→ Selected excerpt
* * * * * * *

Do we frustrate our retention efforts with our inability to accurately perceive situations with our servicemembers when we don’t understand what’s going on in our Soldiers lives? Are life events requiring additional attention and impacting their ability to adequately balance work duties with personal responsibility at home? True readiness of the force begins at home. The example we set as leaders informs our Soldiers’ ability to take care of their greatest legacy – their family. In order to continue the progress towards being a people first organization, we need to set our own perceptions and personal bias aside and ask the tough questions to understand reality.
So how do we fix it? A few ways are through self-reflection, empathy, humility and believing the best.
1. Self-reflect. Changing our perceptions requires us, first and foremost to take responsibility of our unconscious reactions. Only then can we begin to see people, events, things, and ourselves from a more neutral perspective. Leaders are seen as humble when they are aware of their limitations and abilities and apply that understanding in their leadership.
ADP 6-22, Army Leadership and the Profession states “A leader with the right level of humility is a willing learner, maintains accurate self-awareness, and seeks out others’ input and feedback. Our perception can only be reality if we support or refute our assumption by taking the time to understand the character, reactions, and motives of our Soldiers.
2. People first begins with empathy. Merriam-Webster defines empathy as the action of understanding, being aware of, being sensitive to, and vicariously experiencing the feelings, thoughts, and experience of another -of either the past or present – without having the feelings, thoughts, and experience fully communicated in an objectively explicit manner. True empathy directly contradicts “perception is reality” and demands our attention. We can no longer provide lip service to those we serve without objectively empathizing with the reality of their individual situations separate from our own pre-conceived bias.

* * * * * * *

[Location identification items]
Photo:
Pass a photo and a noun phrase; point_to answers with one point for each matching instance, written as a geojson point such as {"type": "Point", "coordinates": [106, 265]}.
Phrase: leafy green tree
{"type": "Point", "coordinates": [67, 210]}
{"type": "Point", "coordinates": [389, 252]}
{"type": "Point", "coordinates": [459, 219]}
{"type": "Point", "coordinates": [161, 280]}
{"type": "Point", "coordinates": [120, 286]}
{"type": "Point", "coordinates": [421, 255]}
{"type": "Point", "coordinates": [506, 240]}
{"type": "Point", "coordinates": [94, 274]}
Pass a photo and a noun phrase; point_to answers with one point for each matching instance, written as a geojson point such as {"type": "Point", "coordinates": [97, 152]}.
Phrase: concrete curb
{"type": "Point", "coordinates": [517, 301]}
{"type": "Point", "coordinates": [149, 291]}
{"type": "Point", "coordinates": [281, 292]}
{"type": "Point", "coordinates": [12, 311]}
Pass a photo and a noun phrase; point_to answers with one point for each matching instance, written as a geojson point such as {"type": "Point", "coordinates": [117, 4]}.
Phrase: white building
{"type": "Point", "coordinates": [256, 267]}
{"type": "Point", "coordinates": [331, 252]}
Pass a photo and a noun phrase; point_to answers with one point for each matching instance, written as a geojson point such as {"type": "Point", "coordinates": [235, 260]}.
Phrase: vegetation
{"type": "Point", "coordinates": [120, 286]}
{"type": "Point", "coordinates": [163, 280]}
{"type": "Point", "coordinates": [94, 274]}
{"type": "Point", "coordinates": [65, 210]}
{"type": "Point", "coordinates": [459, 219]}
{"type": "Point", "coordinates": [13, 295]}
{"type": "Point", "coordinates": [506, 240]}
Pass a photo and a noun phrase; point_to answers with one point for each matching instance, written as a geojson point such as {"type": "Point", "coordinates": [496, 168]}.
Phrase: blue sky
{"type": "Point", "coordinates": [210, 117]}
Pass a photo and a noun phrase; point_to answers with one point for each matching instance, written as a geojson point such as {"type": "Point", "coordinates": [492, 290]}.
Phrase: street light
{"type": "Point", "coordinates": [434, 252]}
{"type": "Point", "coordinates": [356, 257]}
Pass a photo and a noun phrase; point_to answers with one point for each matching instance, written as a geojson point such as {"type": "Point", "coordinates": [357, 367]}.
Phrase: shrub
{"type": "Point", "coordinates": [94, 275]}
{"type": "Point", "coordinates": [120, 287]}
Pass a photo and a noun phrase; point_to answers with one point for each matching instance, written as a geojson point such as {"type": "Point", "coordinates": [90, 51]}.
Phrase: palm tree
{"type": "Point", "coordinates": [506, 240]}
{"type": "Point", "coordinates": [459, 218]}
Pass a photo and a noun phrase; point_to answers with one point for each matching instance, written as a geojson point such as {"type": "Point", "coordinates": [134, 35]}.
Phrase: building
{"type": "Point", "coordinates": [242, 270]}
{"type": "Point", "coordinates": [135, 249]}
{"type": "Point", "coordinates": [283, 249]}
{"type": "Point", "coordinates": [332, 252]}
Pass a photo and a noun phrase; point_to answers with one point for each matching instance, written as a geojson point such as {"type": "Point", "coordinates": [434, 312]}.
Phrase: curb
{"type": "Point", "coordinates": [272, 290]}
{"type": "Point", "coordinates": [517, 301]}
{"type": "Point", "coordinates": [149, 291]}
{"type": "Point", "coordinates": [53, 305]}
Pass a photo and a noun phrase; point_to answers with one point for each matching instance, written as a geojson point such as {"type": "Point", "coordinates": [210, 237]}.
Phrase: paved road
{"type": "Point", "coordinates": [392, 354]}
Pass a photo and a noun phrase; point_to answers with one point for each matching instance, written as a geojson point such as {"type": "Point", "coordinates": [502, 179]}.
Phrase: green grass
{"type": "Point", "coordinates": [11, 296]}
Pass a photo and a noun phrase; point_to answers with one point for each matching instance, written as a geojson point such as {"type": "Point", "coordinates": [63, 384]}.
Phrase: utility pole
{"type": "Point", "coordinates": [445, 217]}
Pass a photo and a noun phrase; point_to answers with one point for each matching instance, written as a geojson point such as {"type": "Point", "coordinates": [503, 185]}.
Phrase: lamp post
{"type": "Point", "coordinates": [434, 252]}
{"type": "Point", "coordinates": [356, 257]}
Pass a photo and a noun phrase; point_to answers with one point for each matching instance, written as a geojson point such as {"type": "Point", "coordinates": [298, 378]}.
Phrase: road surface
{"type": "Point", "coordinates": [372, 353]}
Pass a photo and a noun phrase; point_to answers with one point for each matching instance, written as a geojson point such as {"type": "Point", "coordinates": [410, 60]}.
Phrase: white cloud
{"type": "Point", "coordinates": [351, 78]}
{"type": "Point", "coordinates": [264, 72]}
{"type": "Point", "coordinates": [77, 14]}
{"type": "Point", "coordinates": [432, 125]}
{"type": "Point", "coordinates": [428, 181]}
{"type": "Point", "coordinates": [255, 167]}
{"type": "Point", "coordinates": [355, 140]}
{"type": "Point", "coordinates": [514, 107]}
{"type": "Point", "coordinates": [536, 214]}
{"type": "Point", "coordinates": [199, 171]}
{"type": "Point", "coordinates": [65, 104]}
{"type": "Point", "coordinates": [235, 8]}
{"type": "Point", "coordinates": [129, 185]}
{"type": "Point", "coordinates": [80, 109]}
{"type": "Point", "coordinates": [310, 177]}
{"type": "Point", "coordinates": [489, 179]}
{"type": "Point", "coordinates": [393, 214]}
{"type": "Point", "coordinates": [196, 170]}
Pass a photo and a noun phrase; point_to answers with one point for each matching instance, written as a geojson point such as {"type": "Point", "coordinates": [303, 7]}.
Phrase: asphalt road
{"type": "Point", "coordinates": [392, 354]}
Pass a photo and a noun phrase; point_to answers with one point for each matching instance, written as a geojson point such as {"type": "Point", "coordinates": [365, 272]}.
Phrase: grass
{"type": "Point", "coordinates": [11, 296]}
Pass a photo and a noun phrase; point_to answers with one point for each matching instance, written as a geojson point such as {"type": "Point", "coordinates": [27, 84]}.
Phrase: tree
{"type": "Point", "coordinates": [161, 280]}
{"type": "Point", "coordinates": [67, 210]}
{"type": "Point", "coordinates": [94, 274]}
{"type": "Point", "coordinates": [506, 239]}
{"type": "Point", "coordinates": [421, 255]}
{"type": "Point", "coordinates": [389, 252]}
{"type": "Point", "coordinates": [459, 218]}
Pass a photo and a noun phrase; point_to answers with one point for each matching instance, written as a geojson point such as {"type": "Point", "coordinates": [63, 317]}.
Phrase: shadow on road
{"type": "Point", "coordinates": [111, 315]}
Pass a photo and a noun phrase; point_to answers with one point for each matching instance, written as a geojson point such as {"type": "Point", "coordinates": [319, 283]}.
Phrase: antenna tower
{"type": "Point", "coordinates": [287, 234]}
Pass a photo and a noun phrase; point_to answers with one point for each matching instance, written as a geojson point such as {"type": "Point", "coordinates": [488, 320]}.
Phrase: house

* * * * * * *

→ To-do list
- a) What four ways does the passage on leadership and perception list for fixing the problem?
- b) Resume the passage on leadership and perception, picking up right after its final sentence.

→ Task responses
- a) Self-reflection, empathy, humility and believing the best.

- b)
3. Humility mandates perception is not reality. ADP 6-22, defines the character attribute of humility in its simplest form as the absence of arrogance. Arrogance is defined as an attitude of superiority manifested in an overbearing manner or in presumptuous claims or assumptions. A phrase like “perception is reality’ is a presumptuous claim and a dangerous assumption. As such, having the humility to learn something new about ourselves and others – regardless of rank or position – is an essential attribute for leaders to embody. Humility is largely determined by other people and is a subjective perception of the leader. Knowing that, we can reasonably conclude the phrase “perception is reality” is either a manifestation of arrogance or a lack of humility.
4. Believe the best. My wife and I agreed early on in our marriage that we would always work to believe the best of each other. Eight years into our marriage with four kids ages six and under, believing the best has never been more critical and helpful when navigating the occasional “intense fellowship.” When that occurs, we are able to quickly disarm each other and dissolve the disagreement by simply asking, “Are we believing the best?”
Businessman Henry Gruland says, “Being a leader is more than just wanting to lead. Leaders have empathy for others and a keen ability to find the best in people, not the worst, by truly caring for others.”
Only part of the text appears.